▸ **EXERCISE OBJECTIVE**: Emit a verbatim copy of the lines running from the line with "of the tall" through the end of the material below.
^^^^^^^^
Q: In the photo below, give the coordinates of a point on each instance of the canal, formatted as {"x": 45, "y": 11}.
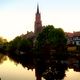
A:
{"x": 9, "y": 70}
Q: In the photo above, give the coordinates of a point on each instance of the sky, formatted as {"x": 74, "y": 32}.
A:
{"x": 18, "y": 16}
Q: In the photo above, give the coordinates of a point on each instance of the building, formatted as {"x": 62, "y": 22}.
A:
{"x": 38, "y": 22}
{"x": 37, "y": 26}
{"x": 73, "y": 38}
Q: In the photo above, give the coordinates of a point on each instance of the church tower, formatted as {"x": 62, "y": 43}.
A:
{"x": 38, "y": 23}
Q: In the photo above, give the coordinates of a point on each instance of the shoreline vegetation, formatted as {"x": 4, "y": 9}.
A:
{"x": 42, "y": 52}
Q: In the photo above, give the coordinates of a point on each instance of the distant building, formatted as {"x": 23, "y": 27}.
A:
{"x": 73, "y": 38}
{"x": 38, "y": 22}
{"x": 37, "y": 26}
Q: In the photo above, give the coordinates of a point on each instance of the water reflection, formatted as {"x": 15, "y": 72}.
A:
{"x": 2, "y": 58}
{"x": 10, "y": 71}
{"x": 52, "y": 69}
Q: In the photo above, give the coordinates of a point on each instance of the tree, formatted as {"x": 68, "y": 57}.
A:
{"x": 51, "y": 40}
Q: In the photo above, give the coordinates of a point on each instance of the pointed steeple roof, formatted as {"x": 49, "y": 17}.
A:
{"x": 37, "y": 9}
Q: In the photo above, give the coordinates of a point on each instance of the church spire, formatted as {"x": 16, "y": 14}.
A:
{"x": 38, "y": 22}
{"x": 37, "y": 9}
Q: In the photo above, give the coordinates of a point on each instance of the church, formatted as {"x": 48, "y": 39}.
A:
{"x": 37, "y": 26}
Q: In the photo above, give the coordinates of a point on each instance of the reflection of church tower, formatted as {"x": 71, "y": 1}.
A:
{"x": 38, "y": 23}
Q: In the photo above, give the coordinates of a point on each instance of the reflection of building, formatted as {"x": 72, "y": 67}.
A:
{"x": 73, "y": 38}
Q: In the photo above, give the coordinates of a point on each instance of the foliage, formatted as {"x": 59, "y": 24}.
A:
{"x": 51, "y": 38}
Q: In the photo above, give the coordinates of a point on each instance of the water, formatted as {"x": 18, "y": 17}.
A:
{"x": 12, "y": 71}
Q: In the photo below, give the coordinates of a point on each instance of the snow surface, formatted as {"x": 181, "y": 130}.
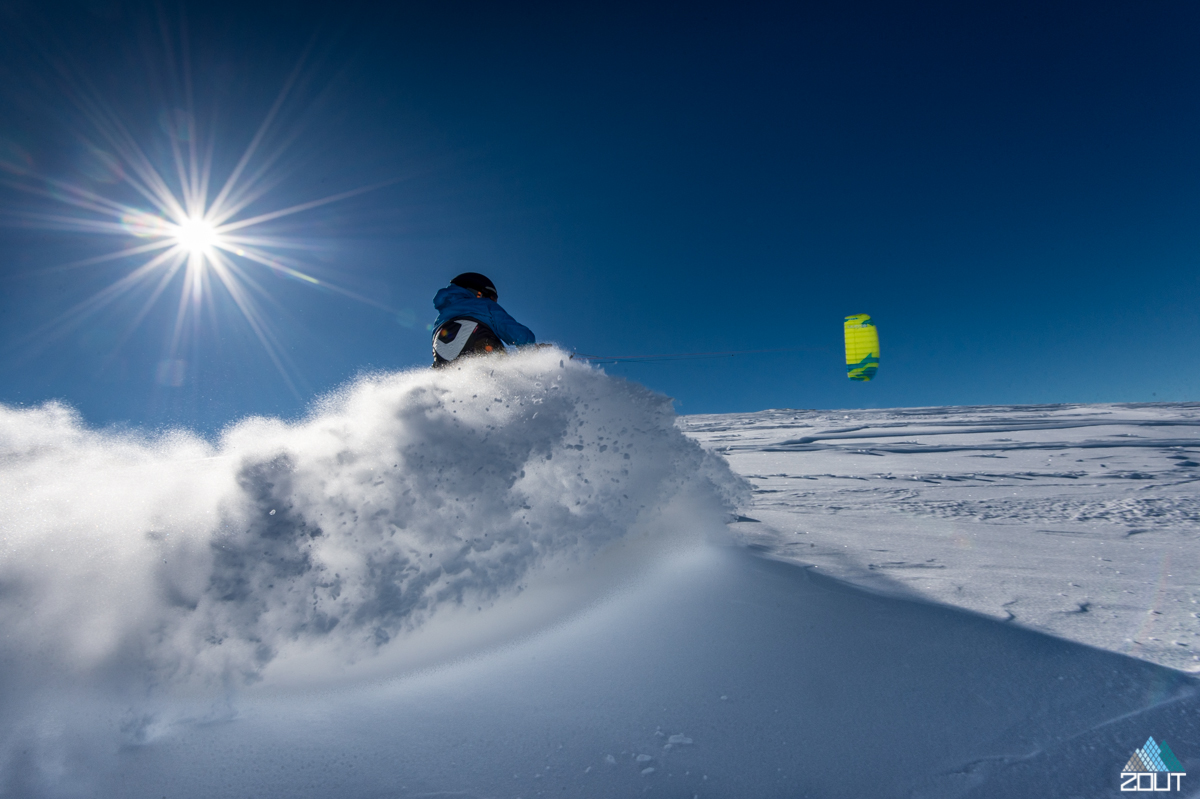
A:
{"x": 1081, "y": 521}
{"x": 516, "y": 578}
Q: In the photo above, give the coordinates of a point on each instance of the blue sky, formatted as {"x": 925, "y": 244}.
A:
{"x": 1011, "y": 190}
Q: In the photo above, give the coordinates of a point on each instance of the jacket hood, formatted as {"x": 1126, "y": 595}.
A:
{"x": 451, "y": 294}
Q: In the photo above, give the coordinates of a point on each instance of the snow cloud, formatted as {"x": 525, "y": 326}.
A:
{"x": 401, "y": 499}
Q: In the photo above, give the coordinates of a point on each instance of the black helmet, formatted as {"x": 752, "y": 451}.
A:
{"x": 477, "y": 282}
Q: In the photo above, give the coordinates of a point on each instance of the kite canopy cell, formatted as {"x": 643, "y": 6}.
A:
{"x": 862, "y": 348}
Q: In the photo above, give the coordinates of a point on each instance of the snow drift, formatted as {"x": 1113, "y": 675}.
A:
{"x": 400, "y": 499}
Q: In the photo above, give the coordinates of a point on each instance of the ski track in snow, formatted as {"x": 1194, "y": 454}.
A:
{"x": 1081, "y": 521}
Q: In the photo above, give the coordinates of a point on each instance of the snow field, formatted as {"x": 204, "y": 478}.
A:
{"x": 1080, "y": 521}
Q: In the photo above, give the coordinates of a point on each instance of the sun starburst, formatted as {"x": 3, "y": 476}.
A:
{"x": 178, "y": 230}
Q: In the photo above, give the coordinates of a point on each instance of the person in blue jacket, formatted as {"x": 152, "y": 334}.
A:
{"x": 472, "y": 322}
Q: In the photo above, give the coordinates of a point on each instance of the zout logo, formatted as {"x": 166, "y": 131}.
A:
{"x": 1152, "y": 768}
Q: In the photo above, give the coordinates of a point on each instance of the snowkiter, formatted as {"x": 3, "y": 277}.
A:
{"x": 472, "y": 322}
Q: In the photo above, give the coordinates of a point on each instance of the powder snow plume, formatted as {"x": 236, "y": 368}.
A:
{"x": 401, "y": 498}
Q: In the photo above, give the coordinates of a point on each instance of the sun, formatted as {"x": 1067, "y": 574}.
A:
{"x": 185, "y": 232}
{"x": 196, "y": 236}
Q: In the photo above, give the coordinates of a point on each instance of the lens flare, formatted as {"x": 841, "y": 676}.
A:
{"x": 185, "y": 230}
{"x": 197, "y": 236}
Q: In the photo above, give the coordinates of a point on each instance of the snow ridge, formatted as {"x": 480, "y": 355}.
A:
{"x": 400, "y": 498}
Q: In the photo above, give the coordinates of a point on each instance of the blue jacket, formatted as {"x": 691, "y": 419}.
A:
{"x": 454, "y": 302}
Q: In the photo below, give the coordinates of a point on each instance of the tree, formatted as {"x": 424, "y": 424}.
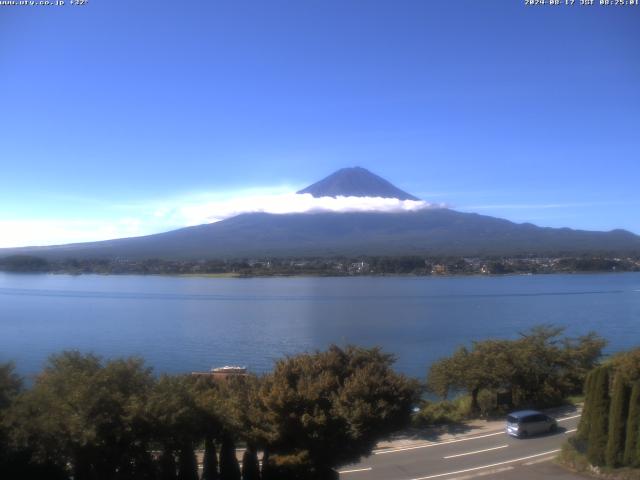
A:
{"x": 585, "y": 419}
{"x": 187, "y": 464}
{"x": 229, "y": 467}
{"x": 83, "y": 413}
{"x": 540, "y": 368}
{"x": 631, "y": 455}
{"x": 174, "y": 421}
{"x": 314, "y": 402}
{"x": 599, "y": 416}
{"x": 210, "y": 460}
{"x": 617, "y": 422}
{"x": 250, "y": 465}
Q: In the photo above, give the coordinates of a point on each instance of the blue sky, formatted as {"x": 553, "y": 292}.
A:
{"x": 118, "y": 117}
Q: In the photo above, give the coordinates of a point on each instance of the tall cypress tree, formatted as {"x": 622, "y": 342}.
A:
{"x": 250, "y": 465}
{"x": 267, "y": 467}
{"x": 229, "y": 467}
{"x": 585, "y": 420}
{"x": 598, "y": 417}
{"x": 167, "y": 465}
{"x": 631, "y": 455}
{"x": 210, "y": 461}
{"x": 187, "y": 463}
{"x": 617, "y": 422}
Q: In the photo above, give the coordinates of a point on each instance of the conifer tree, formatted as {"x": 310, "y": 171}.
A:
{"x": 599, "y": 417}
{"x": 229, "y": 467}
{"x": 167, "y": 466}
{"x": 210, "y": 461}
{"x": 250, "y": 465}
{"x": 187, "y": 463}
{"x": 631, "y": 455}
{"x": 585, "y": 419}
{"x": 617, "y": 422}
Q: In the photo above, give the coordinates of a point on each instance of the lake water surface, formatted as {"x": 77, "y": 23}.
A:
{"x": 180, "y": 324}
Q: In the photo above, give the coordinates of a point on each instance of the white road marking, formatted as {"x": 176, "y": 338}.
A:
{"x": 569, "y": 418}
{"x": 428, "y": 445}
{"x": 484, "y": 474}
{"x": 487, "y": 466}
{"x": 477, "y": 451}
{"x": 355, "y": 470}
{"x": 541, "y": 460}
{"x": 465, "y": 439}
^^^^^^^^
▸ **FULL RESPONSE**:
Q: In the photo above, give the coordinates of a point on each instance of the tall cypress tree, formatted as {"x": 622, "y": 342}.
A:
{"x": 250, "y": 465}
{"x": 267, "y": 467}
{"x": 229, "y": 467}
{"x": 585, "y": 420}
{"x": 598, "y": 417}
{"x": 167, "y": 465}
{"x": 631, "y": 455}
{"x": 210, "y": 461}
{"x": 187, "y": 463}
{"x": 617, "y": 422}
Q: In the photo above, give the coordinates of a point on each instance of the conifer tree, formatted as {"x": 310, "y": 171}.
A:
{"x": 599, "y": 417}
{"x": 229, "y": 467}
{"x": 167, "y": 466}
{"x": 210, "y": 461}
{"x": 250, "y": 465}
{"x": 187, "y": 463}
{"x": 631, "y": 455}
{"x": 585, "y": 419}
{"x": 617, "y": 422}
Q: In the photo above, give the coordinates of a point on each instance of the lake water surface, formatted as {"x": 77, "y": 23}.
A:
{"x": 180, "y": 324}
Q: In the photo above, give the coordinates of a point on each instance of the white road marking, formatted as {"x": 176, "y": 338}.
A:
{"x": 569, "y": 418}
{"x": 428, "y": 445}
{"x": 484, "y": 474}
{"x": 487, "y": 466}
{"x": 477, "y": 451}
{"x": 355, "y": 470}
{"x": 541, "y": 460}
{"x": 465, "y": 439}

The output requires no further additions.